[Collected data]
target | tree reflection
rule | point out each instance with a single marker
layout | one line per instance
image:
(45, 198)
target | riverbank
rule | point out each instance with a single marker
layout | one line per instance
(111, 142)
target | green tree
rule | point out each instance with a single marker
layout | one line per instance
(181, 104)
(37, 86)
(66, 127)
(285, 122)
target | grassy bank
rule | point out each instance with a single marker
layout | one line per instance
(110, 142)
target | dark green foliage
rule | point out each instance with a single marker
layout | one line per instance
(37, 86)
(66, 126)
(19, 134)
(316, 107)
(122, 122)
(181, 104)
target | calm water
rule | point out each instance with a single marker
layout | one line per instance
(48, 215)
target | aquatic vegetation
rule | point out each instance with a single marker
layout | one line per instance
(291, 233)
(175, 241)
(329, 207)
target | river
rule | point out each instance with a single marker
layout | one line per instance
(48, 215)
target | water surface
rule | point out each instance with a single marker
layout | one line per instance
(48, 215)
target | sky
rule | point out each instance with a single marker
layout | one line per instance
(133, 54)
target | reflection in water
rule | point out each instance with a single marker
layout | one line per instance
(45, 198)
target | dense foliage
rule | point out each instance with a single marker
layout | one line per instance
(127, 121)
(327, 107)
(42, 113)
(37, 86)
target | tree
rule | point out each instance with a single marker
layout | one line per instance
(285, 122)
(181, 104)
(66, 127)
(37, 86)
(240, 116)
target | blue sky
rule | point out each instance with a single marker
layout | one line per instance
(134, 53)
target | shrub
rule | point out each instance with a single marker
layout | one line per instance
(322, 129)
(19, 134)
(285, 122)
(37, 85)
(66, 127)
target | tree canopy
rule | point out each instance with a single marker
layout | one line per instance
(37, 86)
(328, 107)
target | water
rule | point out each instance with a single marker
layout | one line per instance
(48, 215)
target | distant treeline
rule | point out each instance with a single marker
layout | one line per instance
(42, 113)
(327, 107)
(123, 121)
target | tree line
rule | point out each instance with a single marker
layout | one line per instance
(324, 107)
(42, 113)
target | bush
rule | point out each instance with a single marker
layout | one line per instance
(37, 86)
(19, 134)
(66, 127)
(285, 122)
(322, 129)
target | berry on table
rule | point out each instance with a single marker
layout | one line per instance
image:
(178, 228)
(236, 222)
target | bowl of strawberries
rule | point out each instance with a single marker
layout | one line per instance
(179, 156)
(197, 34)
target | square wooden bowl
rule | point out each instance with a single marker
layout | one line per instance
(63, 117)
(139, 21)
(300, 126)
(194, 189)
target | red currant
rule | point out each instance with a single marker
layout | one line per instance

▶ _TASK_:
Reproduce the entries exactly, but only from their first line to the line holding "target | calm water", with that last line kept.

▶ _RESPONSE TO THE EXERCISE_:
target | tree reflection
rule | point out each instance with a single marker
layout | one line per instance
image:
(45, 198)
target | riverbank
rule | point out each instance with a single marker
layout | one line per instance
(111, 142)
target | green tree
rule | point out each instance with a single marker
layout | one line per instance
(181, 104)
(37, 86)
(66, 127)
(285, 122)
target | grassy bank
rule | point out each instance with a single marker
layout | one line per instance
(110, 142)
target | dark green foliage
rule | point out each instance with a single marker
layout | one line per instance
(37, 86)
(66, 126)
(19, 134)
(316, 107)
(122, 122)
(181, 104)
target | calm water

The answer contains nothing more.